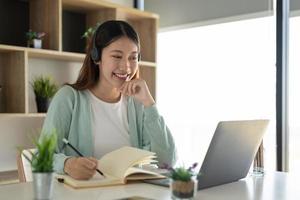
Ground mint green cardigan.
[42,86,176,174]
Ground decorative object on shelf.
[163,163,199,200]
[133,0,144,10]
[19,130,57,199]
[252,141,265,176]
[81,23,100,49]
[31,76,58,113]
[26,29,46,49]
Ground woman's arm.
[142,105,177,166]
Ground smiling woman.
[38,21,176,179]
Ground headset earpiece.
[91,31,100,63]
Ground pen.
[63,138,104,176]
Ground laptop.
[145,120,269,189]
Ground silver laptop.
[145,120,269,189]
[198,120,269,189]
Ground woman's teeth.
[114,73,128,79]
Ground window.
[157,17,276,170]
[289,17,300,172]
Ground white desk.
[0,172,300,200]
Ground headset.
[91,27,100,63]
[91,23,141,63]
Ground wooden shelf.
[62,0,159,20]
[0,0,159,112]
[0,44,85,62]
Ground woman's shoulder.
[53,85,85,101]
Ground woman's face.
[99,37,138,88]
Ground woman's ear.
[130,67,140,80]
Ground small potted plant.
[31,76,58,113]
[26,29,46,49]
[19,130,57,199]
[164,163,199,199]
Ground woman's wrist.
[64,157,75,174]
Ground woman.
[42,21,176,179]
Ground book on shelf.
[57,146,166,188]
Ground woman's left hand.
[119,79,155,107]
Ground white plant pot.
[33,39,42,49]
[32,172,53,200]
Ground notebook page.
[98,147,155,179]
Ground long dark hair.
[68,20,140,90]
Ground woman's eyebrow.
[110,50,123,53]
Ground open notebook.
[57,147,165,188]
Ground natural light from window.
[157,17,276,170]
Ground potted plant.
[31,76,58,112]
[164,163,199,199]
[23,131,57,199]
[26,29,46,49]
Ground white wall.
[0,115,44,172]
[0,58,82,172]
[145,0,273,28]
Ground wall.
[145,0,273,30]
[0,115,44,172]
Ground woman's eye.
[131,56,138,60]
[112,55,122,59]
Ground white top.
[88,90,130,159]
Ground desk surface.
[0,172,300,200]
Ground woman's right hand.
[64,157,98,180]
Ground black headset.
[91,27,100,63]
[91,23,141,63]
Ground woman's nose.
[119,59,130,71]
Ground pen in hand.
[62,138,104,176]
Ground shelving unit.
[0,0,158,114]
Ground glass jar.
[170,179,198,200]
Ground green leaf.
[31,76,58,99]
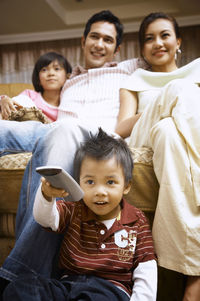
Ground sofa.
[0,83,184,301]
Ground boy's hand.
[1,95,22,120]
[41,178,69,202]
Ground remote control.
[36,166,84,201]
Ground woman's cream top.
[121,58,200,112]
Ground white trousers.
[130,79,200,275]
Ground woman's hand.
[1,95,22,120]
[41,178,69,202]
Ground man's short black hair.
[32,51,72,93]
[74,128,133,184]
[84,10,123,50]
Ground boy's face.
[80,157,130,220]
[82,21,119,69]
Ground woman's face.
[142,19,181,72]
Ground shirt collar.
[81,199,138,225]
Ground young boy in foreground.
[2,129,157,301]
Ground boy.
[2,129,157,301]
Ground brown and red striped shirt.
[57,200,156,294]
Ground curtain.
[0,25,200,83]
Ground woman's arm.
[115,89,141,138]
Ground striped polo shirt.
[57,200,156,294]
[58,59,146,132]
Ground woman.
[117,13,200,301]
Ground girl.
[116,13,200,301]
[1,52,71,121]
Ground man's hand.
[41,178,69,202]
[1,95,23,120]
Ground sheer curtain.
[0,25,200,83]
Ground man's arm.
[130,260,157,301]
[115,89,141,138]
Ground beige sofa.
[0,84,183,301]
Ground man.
[0,11,145,292]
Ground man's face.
[82,21,119,69]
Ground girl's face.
[39,60,67,91]
[142,19,181,72]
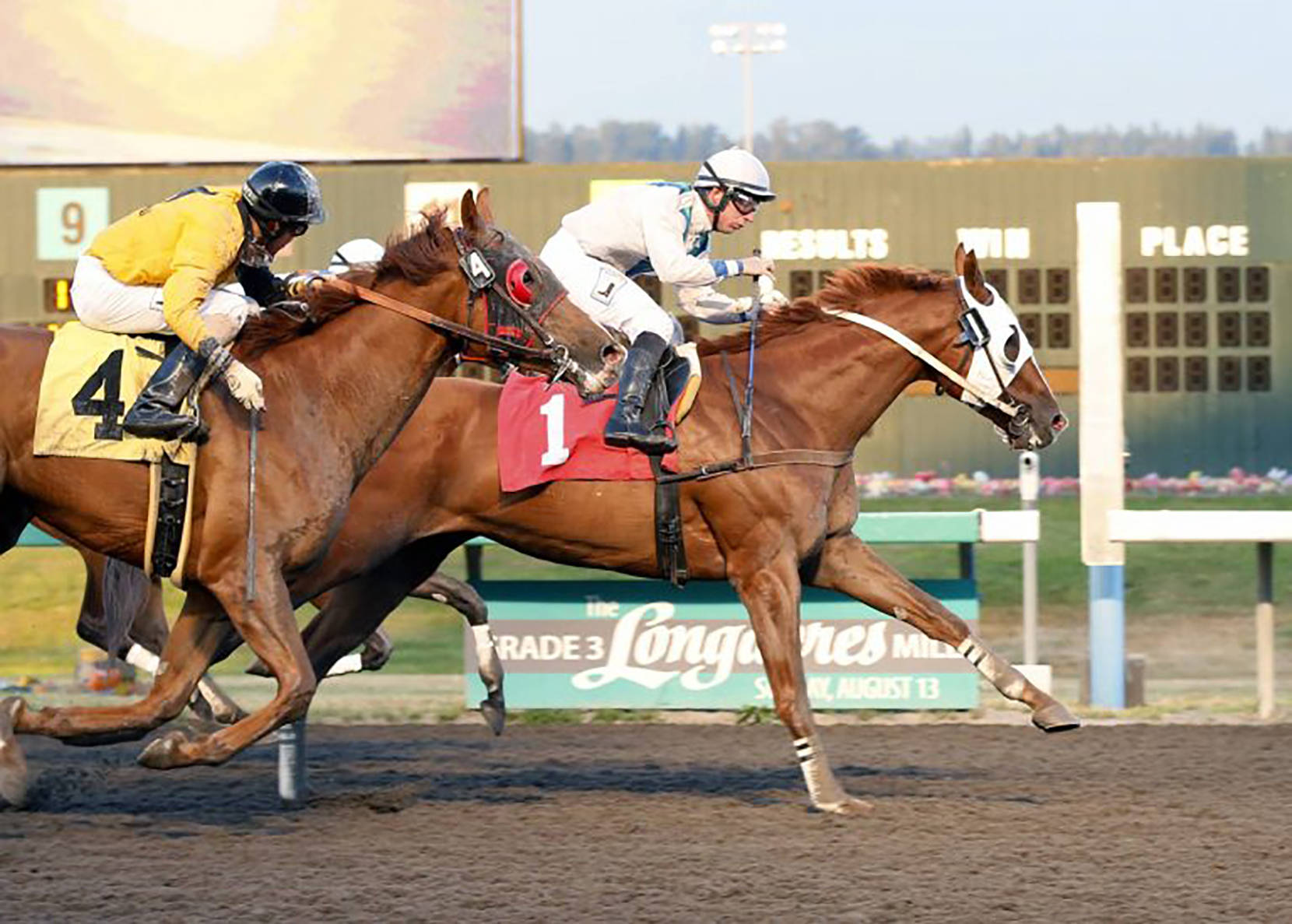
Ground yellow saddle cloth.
[33,327,198,466]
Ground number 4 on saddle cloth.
[33,321,198,580]
[497,344,700,491]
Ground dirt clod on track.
[0,725,1292,924]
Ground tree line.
[525,119,1292,164]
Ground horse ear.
[960,244,992,305]
[476,186,493,225]
[462,190,481,231]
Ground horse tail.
[100,558,165,654]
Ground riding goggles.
[729,188,762,215]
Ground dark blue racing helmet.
[243,160,327,230]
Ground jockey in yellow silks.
[540,147,785,454]
[72,160,325,439]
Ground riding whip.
[740,247,771,460]
[247,409,260,603]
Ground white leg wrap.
[472,624,503,694]
[795,738,844,808]
[125,645,160,673]
[956,634,1027,699]
[327,652,363,677]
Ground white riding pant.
[72,256,260,344]
[539,227,683,346]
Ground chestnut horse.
[61,249,1077,814]
[0,192,617,803]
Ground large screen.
[0,0,521,164]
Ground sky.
[522,0,1292,142]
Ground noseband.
[328,229,579,381]
[452,227,575,381]
[955,276,1032,437]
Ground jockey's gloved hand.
[284,272,332,298]
[740,257,777,276]
[760,288,789,307]
[225,360,265,411]
[198,337,265,411]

:::::

## Written task
Starting with the line with "Ground window." and going on through the line with "[99,37,138,88]", write those lines out again with "wooden shelf" swapped for "oak shelf" and nothing else altered.

## Final answer
Ground window.
[157,17,276,170]
[289,17,300,172]
Ground white desk.
[0,172,300,200]
Ground headset.
[91,27,100,63]
[91,23,141,63]
Ground oak shelf.
[62,0,159,20]
[0,0,159,112]
[0,44,85,62]
Ground woman's shoulder.
[53,85,85,101]
Ground woman's face.
[99,37,138,88]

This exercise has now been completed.